▸ **Try it**
Where the records below show a line containing "Query: shadow on grass", start copying; end with the line containing "[(10, 48), (53, 9)]", and copy it too.

※

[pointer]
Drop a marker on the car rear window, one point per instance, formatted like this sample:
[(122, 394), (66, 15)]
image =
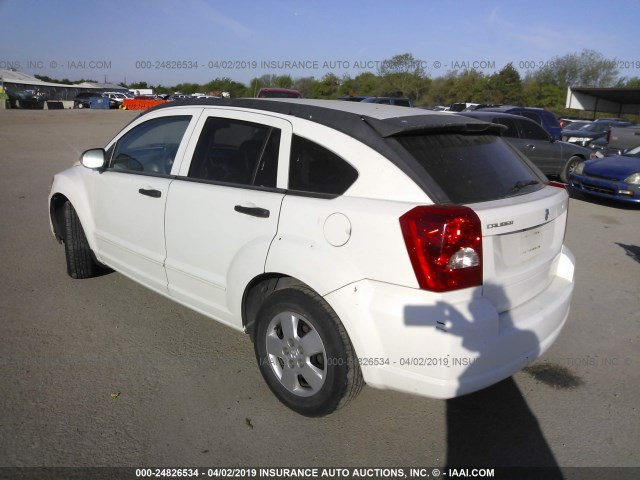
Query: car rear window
[(472, 168)]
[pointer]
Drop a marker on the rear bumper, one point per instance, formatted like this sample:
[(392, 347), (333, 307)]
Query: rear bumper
[(417, 342)]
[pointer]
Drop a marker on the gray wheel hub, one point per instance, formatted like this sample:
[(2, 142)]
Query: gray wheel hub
[(297, 355)]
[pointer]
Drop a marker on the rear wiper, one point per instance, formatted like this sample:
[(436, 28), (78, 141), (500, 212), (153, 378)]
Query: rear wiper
[(520, 184)]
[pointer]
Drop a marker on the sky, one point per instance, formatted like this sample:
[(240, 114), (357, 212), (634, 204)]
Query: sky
[(167, 42)]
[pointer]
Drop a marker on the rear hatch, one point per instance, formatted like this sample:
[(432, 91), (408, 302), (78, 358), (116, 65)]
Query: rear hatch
[(521, 245), (520, 218)]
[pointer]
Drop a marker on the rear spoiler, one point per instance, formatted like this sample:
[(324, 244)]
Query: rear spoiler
[(427, 124)]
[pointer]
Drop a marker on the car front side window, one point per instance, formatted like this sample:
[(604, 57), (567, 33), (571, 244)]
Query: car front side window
[(151, 147), (533, 131)]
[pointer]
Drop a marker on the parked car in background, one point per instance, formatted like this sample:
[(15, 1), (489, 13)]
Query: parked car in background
[(593, 131), (616, 177), (351, 98), (278, 93), (398, 101), (621, 139), (542, 117), (117, 96), (83, 100), (573, 125), (261, 213), (553, 157)]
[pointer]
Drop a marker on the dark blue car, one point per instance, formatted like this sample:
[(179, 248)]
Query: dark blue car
[(616, 177)]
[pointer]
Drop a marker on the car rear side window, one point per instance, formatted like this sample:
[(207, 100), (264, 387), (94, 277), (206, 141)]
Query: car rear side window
[(510, 123), (314, 169), (533, 131), (472, 168), (237, 152), (150, 147)]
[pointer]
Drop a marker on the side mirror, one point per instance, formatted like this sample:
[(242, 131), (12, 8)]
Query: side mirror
[(93, 159)]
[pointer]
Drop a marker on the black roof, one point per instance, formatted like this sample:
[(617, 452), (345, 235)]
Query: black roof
[(348, 117), (373, 124)]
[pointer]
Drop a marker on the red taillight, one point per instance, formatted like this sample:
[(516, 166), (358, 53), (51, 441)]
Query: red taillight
[(444, 245)]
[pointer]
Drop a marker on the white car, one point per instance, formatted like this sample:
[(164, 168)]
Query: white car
[(354, 242)]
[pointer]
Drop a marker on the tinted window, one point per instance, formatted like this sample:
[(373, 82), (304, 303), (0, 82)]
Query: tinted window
[(232, 151), (550, 119), (533, 116), (510, 123), (532, 131), (150, 147), (317, 170), (472, 168)]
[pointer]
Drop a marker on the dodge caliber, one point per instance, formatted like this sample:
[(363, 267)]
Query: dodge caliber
[(353, 242)]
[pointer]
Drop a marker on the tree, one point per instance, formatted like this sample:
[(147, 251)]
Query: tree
[(306, 86), (327, 87), (403, 75), (586, 69), (506, 86)]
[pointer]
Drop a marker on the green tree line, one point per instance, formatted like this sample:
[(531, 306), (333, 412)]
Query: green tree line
[(403, 75)]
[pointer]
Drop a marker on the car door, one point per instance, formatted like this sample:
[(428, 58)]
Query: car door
[(129, 196), (223, 209), (536, 144)]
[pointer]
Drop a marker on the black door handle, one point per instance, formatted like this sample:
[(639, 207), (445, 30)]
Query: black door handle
[(150, 192), (253, 211)]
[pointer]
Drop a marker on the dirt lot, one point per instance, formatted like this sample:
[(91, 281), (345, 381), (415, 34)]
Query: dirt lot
[(102, 372)]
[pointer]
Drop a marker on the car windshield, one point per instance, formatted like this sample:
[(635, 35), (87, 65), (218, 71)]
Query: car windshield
[(595, 127), (472, 168), (633, 152)]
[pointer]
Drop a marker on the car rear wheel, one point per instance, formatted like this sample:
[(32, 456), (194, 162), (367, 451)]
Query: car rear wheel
[(570, 166), (80, 262), (305, 354)]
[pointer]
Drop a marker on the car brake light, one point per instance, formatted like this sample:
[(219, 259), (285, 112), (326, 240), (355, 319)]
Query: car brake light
[(444, 245)]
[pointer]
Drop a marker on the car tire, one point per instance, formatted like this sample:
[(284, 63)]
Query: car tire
[(80, 261), (569, 167), (304, 352)]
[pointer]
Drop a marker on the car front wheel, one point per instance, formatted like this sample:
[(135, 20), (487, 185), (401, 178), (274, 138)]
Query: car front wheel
[(570, 166), (304, 352), (80, 262)]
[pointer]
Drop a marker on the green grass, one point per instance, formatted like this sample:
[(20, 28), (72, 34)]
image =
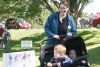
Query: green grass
[(90, 36)]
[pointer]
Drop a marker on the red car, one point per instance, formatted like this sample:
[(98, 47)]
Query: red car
[(96, 22), (17, 23), (22, 24)]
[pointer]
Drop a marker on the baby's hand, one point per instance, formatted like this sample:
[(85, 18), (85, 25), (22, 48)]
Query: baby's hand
[(58, 64), (49, 64)]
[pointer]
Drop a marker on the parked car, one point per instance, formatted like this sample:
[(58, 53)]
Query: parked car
[(96, 22), (17, 23)]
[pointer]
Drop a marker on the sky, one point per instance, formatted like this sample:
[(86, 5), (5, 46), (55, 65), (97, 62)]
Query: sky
[(93, 7)]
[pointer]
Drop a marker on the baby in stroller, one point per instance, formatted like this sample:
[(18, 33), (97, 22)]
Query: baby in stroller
[(60, 58), (4, 36), (74, 45), (77, 61)]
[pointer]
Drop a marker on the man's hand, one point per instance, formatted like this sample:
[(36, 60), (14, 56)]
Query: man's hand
[(49, 64), (69, 34), (56, 36), (59, 64)]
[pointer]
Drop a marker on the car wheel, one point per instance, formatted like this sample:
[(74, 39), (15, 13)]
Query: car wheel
[(98, 26)]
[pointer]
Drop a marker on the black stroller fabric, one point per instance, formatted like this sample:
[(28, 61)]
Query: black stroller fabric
[(76, 43)]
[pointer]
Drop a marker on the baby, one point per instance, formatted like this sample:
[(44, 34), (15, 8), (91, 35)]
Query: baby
[(60, 58)]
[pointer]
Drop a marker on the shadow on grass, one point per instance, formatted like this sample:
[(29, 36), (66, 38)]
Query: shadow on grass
[(94, 56)]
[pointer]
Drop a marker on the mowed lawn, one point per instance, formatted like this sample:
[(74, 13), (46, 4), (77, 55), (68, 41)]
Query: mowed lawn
[(91, 38)]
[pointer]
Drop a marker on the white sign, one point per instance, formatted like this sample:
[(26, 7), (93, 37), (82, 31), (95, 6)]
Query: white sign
[(26, 43), (19, 59)]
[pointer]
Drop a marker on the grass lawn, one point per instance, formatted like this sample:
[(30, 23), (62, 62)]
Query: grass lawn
[(90, 36)]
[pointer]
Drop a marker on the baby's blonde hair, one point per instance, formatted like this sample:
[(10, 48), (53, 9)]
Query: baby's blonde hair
[(60, 48)]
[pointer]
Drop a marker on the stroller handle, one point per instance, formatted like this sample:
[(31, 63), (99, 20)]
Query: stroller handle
[(50, 39)]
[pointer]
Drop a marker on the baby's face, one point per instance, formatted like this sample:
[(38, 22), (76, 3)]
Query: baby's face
[(72, 54), (58, 54)]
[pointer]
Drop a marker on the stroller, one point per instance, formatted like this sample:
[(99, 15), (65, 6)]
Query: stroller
[(76, 43), (4, 37)]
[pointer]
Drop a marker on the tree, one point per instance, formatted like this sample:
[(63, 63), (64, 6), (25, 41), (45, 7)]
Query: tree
[(76, 6)]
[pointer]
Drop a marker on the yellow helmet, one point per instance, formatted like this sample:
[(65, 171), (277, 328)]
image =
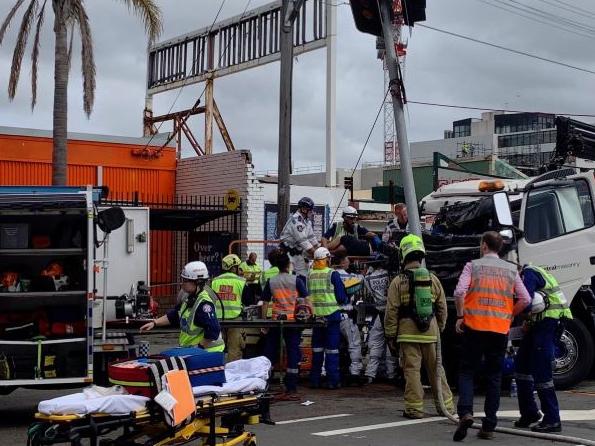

※

▸ **Task solution**
Query: shadow on grass
[(94, 56)]
[pointer]
Drop a marker on the mowed lawn, one point per instance, formatted like this sample:
[(74, 13), (46, 4), (77, 55), (68, 41)]
Query: mowed lawn
[(91, 38)]
[pointer]
Drop a marker on the white sign, one point per instance, formatted like this sample:
[(26, 7), (93, 37), (82, 31), (95, 6)]
Query: white sign
[(26, 43), (19, 59)]
[pointer]
Drop a marker on the grass lawn, one point per instance, formatted like this sample:
[(30, 23), (62, 62)]
Query: grass lawn
[(90, 36)]
[pointer]
Drop a marker on the baby's blonde hair, one point per instance, formatted like this sample:
[(10, 48), (53, 9)]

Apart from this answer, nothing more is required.